Give the listing again in full, matching it character for character.

◆ EXERCISE MATERIALS:

---+---

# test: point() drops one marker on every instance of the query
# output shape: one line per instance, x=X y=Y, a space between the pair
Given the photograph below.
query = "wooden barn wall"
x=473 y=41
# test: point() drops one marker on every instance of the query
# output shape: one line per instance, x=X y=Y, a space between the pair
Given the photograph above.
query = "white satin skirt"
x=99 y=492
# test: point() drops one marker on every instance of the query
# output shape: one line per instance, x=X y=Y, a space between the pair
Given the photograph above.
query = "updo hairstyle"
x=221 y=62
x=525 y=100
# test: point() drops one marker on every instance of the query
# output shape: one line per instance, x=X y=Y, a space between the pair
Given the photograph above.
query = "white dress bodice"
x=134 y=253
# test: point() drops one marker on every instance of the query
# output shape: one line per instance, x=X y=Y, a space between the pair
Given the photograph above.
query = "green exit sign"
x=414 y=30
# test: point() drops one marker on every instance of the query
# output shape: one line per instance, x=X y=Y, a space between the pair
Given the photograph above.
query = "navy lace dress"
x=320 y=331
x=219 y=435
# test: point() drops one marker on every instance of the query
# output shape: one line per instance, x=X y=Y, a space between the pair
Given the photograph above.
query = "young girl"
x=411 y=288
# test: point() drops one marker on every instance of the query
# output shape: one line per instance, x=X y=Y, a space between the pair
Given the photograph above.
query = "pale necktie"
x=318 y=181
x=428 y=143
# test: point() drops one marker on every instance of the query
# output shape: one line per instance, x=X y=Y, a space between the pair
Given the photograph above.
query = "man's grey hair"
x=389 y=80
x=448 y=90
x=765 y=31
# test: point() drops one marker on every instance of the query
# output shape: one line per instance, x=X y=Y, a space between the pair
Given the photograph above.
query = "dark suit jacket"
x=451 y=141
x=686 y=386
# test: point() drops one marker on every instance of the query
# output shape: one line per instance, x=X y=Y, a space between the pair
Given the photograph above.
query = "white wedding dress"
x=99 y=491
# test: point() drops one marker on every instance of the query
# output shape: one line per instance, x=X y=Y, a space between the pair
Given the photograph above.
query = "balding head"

---+---

◆ TASK OUTPUT:
# test: point() drops one marker on every instance of the query
# output shape: one line per instance, x=X y=Y, a space between the pair
Given the photograph below.
query = "wooden barn wall"
x=473 y=41
# test: point() drops one marker on every instance of the query
# output shape: one line per instance, x=X y=Y, a space between the pair
Given the photograph above.
query = "white satin skirt"
x=99 y=492
# test: point() drops one marker on every instance of the query
# output shape: one line per instance, x=X y=Y, a space between the pair
Given the photograph above.
query = "updo hairstyle"
x=221 y=62
x=525 y=100
# test: point() drops one marker on every instance of the query
# output shape: one line per instance, x=X y=Y, a space between the pair
Given the photograph above.
query = "white dress bodice"
x=134 y=253
# test: point() drops one marker on every instance of the query
# output shape: one line per instance, x=X y=Y, a space between the pair
Given the photograph above.
query = "green exit sign"
x=414 y=30
# test: point() drops one marker on every instance of the query
# output shape: one line per instance, x=X y=Y, a space between the pair
Given the photograph above.
query = "navy lace dress"
x=320 y=331
x=219 y=435
# test: point() drops one marker on every instance of the query
# output shape: one line per instance, x=X y=Y, a space between the pair
Given the photograph above.
query = "young girl"
x=411 y=288
# test: point() drops one marker on every instance of the query
# output shape: one line per instance, x=X y=Y, a space between the pair
Given the photograph above.
query = "pale necktie"
x=318 y=181
x=428 y=143
# test: point() drops one marker on every instance of the query
# output shape: one line per instance, x=X y=Y, a space between the pair
Given the photograph above.
query = "man's grey hair"
x=389 y=80
x=448 y=90
x=765 y=31
# test: point() drops one marker on every instance of the query
# output shape: one line per instance, x=X y=Y, a space between the pair
Given the photograph above.
query = "dark suit jacket"
x=451 y=141
x=686 y=386
# test: point() drops one marker on every instance of the query
# output shape: one line per instance, x=X y=Y, a space between the pair
Given the photograph above.
query = "white wedding dress"
x=99 y=491
# test: point() drops one marker on every instance of the query
# output shape: one line per instance, x=X y=Y, a space between the pair
Given the photograph above.
query = "balding head"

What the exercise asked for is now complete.